(Object point labels)
## start

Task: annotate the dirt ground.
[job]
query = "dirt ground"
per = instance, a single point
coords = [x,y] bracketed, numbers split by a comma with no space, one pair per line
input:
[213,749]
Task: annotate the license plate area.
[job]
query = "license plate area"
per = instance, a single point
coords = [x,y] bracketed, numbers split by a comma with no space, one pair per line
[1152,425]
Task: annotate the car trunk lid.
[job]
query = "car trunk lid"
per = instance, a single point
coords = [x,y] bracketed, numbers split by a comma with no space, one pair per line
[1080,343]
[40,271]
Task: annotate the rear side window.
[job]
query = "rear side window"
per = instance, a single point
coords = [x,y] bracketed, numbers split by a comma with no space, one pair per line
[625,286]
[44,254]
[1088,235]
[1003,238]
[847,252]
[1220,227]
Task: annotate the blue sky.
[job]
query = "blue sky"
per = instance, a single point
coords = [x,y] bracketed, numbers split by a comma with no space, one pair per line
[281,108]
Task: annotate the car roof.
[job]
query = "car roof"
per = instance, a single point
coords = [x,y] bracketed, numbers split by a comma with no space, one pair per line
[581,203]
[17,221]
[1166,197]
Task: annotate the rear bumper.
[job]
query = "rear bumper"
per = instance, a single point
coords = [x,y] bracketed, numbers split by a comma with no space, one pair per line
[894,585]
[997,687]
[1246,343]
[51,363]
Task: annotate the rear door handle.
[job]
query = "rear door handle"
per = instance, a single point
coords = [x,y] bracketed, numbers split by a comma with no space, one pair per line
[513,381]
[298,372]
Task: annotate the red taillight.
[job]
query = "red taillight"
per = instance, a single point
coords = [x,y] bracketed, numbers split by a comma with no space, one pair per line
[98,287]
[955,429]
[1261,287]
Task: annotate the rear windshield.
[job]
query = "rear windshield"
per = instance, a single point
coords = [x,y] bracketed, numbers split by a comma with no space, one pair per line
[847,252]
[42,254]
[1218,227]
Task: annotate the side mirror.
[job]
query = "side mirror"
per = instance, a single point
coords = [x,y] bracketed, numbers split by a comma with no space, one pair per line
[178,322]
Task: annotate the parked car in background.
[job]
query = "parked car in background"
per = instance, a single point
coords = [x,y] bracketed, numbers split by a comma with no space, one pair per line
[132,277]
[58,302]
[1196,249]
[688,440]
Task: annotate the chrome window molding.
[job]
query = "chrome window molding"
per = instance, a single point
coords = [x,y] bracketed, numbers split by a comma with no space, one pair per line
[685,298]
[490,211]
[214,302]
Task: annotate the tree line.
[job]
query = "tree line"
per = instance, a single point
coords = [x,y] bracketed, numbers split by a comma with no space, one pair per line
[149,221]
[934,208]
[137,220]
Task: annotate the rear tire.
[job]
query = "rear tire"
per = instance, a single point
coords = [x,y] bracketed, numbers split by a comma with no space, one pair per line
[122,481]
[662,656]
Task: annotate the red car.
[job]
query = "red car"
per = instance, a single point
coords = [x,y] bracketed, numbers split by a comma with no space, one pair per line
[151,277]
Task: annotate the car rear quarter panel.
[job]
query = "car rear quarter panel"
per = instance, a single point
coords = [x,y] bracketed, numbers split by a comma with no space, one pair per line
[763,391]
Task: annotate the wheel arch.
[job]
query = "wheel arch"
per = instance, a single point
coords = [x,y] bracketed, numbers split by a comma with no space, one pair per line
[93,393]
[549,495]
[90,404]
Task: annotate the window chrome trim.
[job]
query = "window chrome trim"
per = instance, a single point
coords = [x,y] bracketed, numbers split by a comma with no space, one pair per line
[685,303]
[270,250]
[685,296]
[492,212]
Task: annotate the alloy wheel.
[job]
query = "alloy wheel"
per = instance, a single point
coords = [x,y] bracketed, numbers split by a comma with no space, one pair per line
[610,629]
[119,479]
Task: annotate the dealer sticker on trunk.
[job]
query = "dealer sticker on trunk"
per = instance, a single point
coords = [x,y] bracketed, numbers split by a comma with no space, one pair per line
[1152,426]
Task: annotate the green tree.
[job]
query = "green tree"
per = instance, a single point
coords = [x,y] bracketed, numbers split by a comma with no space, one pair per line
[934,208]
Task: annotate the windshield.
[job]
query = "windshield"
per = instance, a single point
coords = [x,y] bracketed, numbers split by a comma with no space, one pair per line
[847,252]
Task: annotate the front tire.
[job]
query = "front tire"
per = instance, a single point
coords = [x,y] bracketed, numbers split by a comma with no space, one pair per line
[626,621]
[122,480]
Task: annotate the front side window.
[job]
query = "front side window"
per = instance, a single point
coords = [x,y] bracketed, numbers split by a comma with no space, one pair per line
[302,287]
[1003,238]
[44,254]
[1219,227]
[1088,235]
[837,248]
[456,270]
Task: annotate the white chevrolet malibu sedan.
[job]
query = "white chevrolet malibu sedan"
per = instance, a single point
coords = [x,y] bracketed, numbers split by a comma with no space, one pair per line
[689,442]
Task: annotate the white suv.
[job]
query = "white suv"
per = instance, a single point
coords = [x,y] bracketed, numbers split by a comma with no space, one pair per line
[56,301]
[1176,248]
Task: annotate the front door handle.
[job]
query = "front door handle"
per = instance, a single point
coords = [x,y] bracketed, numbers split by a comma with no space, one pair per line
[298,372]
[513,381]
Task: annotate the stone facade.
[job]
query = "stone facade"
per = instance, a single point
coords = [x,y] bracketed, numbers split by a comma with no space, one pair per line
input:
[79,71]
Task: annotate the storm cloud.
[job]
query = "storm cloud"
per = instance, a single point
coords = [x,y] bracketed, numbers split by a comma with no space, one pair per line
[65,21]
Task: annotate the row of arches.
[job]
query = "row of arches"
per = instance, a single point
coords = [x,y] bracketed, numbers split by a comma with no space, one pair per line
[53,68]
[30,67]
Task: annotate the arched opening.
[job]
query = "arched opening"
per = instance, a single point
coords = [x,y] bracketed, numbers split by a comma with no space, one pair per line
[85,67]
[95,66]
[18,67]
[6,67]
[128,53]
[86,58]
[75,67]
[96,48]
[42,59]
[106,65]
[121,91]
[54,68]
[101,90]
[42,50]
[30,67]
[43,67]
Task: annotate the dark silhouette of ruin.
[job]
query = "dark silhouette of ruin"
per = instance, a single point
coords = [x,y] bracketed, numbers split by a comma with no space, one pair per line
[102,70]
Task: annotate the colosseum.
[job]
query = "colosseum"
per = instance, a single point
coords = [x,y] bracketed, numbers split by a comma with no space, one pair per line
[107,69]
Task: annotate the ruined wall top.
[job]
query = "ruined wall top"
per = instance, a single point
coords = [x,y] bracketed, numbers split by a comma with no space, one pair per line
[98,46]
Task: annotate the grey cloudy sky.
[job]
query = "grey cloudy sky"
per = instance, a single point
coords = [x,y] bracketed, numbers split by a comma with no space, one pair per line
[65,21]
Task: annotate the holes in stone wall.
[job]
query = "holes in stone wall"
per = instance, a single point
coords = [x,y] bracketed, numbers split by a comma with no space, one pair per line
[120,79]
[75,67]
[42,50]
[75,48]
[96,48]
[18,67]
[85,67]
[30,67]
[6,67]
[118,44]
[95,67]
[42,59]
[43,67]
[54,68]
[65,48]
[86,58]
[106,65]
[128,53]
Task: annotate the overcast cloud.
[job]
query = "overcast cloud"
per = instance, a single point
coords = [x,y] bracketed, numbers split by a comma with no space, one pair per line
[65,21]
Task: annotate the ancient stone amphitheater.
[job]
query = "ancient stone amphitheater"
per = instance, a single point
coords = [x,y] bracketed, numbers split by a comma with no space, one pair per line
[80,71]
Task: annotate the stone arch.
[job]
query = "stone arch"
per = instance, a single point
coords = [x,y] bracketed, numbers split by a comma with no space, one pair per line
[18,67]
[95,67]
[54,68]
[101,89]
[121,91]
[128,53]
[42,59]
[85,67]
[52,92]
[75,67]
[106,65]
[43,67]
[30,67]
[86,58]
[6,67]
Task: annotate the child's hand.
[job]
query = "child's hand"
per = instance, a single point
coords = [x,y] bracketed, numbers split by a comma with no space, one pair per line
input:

## end

■ Task to complete:
Set down, word for word, every line from the line that holds "Task: annotate the overcast cloud." to the end of the entries above, including both ends.

■ Answer to the exercise:
Task: annotate the overcast cloud.
[job]
query = "overcast cloud"
per = instance, a single point
coords = [x,y] bracketed, numbers split by a comma with no space, one pair per line
[65,21]
Task: annotate the ancient stone amphitheater.
[job]
query = "ancient stone amphitheater"
per = instance, a single point
coords = [x,y] bracketed, numbers split by a comma with no space, one pair per line
[80,71]
Task: annotate the stone arch.
[job]
query = "stone arch"
per = instance, a single point
coords = [x,y] bracketed, numbers split by a comma with no space, one pair per line
[18,67]
[95,67]
[54,68]
[101,89]
[121,91]
[128,53]
[42,59]
[85,67]
[52,92]
[75,67]
[106,65]
[43,67]
[30,67]
[86,58]
[6,67]
Task: annotate the child's hand.
[job]
query = "child's hand"
per = instance, a single point
coords = [x,y] bracketed, numbers split by a comma with no space, one pair per line
input:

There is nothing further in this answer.